**Task to complete**.
Your output must consist of the records printed verbatim, with the pictures excluded.

**Data provided**.

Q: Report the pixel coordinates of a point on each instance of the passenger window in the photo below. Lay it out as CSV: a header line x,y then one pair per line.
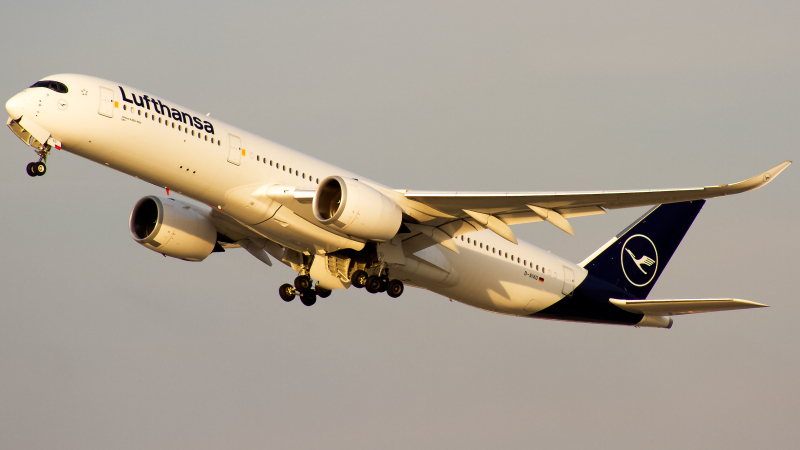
x,y
61,88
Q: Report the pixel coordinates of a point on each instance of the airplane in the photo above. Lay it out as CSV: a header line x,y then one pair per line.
x,y
337,229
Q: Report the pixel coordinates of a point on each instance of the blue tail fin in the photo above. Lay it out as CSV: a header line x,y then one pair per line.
x,y
635,258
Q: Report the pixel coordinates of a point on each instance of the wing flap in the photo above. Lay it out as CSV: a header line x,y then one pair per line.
x,y
452,204
676,307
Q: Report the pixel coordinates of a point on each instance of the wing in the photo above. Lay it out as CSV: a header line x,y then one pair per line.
x,y
688,306
448,211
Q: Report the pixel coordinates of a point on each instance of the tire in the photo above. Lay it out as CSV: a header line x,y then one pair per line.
x,y
308,298
359,279
286,291
395,288
302,283
373,284
39,169
384,284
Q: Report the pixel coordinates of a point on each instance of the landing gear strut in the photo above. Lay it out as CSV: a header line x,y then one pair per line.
x,y
39,168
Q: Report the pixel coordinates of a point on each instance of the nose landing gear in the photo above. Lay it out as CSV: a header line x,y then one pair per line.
x,y
36,169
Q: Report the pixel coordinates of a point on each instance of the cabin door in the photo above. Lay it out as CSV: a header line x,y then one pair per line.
x,y
569,281
235,151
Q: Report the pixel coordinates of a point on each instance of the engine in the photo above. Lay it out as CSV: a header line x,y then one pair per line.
x,y
172,228
356,209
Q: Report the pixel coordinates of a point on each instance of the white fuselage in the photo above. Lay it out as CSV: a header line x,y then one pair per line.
x,y
220,165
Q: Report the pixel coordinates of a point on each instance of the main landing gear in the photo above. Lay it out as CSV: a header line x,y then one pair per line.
x,y
36,169
377,283
302,287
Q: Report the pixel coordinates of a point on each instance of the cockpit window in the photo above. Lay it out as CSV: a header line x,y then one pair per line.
x,y
52,85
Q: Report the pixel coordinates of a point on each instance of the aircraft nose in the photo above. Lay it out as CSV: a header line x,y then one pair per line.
x,y
15,107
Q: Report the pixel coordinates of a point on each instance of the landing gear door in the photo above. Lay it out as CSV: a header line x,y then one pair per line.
x,y
235,151
106,102
569,281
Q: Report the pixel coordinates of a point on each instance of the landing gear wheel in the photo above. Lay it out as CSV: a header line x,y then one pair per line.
x,y
302,283
308,298
359,278
395,288
39,168
286,292
373,284
384,284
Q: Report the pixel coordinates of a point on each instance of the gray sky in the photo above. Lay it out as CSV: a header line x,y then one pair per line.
x,y
104,344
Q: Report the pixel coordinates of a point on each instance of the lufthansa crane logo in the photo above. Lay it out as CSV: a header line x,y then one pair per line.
x,y
639,260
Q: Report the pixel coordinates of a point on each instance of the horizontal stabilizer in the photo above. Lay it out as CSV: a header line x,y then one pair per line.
x,y
685,306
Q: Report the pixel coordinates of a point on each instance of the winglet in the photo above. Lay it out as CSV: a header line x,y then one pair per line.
x,y
684,306
754,182
553,217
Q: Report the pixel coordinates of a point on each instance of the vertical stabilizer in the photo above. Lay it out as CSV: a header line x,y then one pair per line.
x,y
635,258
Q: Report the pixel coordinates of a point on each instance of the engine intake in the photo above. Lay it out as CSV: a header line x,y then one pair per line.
x,y
356,209
172,228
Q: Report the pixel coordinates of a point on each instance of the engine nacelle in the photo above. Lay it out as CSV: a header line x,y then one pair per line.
x,y
172,228
356,209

**Expected answer**.
Q: Report the pixel coordinates of a point on each instance of the passenger window in the photo below. Lay it out as CSV: a header line x,y then one pair per line.
x,y
61,88
Q: Report the pixel coordinates of a point on each instance of the airplane in the photo above. Lay it out as CSV: a header line x,y then one pair per line.
x,y
337,229
Q: Report the pixel coordinates of a point on each instance of the blue tail fin in the photo above. Lay it out as CSV: a header line x,y then one pair per line.
x,y
635,258
Q: Report the pixel coordinates of a point on each instance of the wing flap in the photo above. Lay it out as CSV: a header line x,y then one pair per line.
x,y
452,204
676,307
Q: Report the pixel coordinates of a point on each instance of the wing in the photo above. Lay it out as CSV: a header line x,y then one pair per line.
x,y
688,306
448,211
Q: Report the pixel coordinates of a point on each instance of the tire in the photo above. Lay it out as CSV: a header line x,y then one pair per line.
x,y
308,298
359,279
286,291
395,288
302,283
373,284
39,169
384,284
Q: Report the pixel coordinates of a point on each instance of the landing gear strut in the photo above. Lay it out as CSV: a header line x,y then one pair per line.
x,y
39,168
Q: Report the pixel coordinates of a point on each instance of the nose landing gear in the photo above. Lay it out as CSV: a header line x,y then one pair per line.
x,y
36,169
Q: Report the pixel coordinates of a point on each instance of the cabin door in the photo above. Lay it out as CSV: a header line x,y then one pair per line.
x,y
569,281
235,151
Q: Report the pixel coordinates of a point on each instance of the engine in the photo above. Lay it out as CSV: a header line x,y then one pair per line.
x,y
172,228
356,209
Q: Report the pixel coordinates of a point on each instance of the white fuselage in the photo above. Lay it out as CSV: a header line x,y then one pair per line.
x,y
220,165
Q: Report the pixel coordinates of a point on each instance of the main landing gear in the photo above. Lay it out as CSV: a header line x,y then one pair per line.
x,y
36,169
377,283
302,287
Q: Report the pixel coordinates of a point on each instance of the cockpit window in the photo above. Lay it out as CSV: a header line x,y then one pair per line.
x,y
52,85
Q: Report the pixel coordinates of a point on each instance of the aircraft nose in the photo above. Lay it out as CSV: a header line x,y then one pair per line.
x,y
15,107
Q: Report the pixel coordinates of a point on each instance of the landing gear door in the photo above. Lay it out as CSV: a header line x,y then one pair per line.
x,y
235,151
106,102
569,281
Q: Report the pixel coordinates of a point on each instance of the landing gear wheel in the photo above. Lay it out as CSV: a header line x,y then one pair per line.
x,y
302,283
308,298
359,278
395,288
39,168
286,292
373,284
384,284
Q: Report the pixel coordinates of a point on each instance of the gray sky in the photo above. Lay it out as CSV: a header line x,y then one pair per line.
x,y
104,344
Q: Report the pixel coordinates of a point on each instance of the lufthansa crane logo in the photo above. Lay it out as CSV: a header line x,y then one pair per line.
x,y
639,260
Q: Report the pixel coordinates of a point on each instance of the horizontal stabilizer in the photo above. Lay it out as CSV: a header line x,y then one pair per line.
x,y
685,306
Q: Report the pixel coordinates of a point on each instance of the winglet in the photo above. Lay it out as CSV: a header line x,y then one pair per line.
x,y
684,306
754,182
553,217
Q: Report the pixel coordinates of a point on each instance of the vertical stabilizer in the photo above. Lay it out as CSV: a header line x,y then one pair per line.
x,y
635,258
Q: Report the pixel coordinates of a point on each instance of the engine intake in the photo above. Lay it out as CSV: a header line x,y then one pair per line.
x,y
356,209
172,228
Q: Report the pixel coordinates of a point on each instance of the engine nacelle in the photo above. Lay it out as CSV: a header line x,y then one pair per line.
x,y
172,228
356,209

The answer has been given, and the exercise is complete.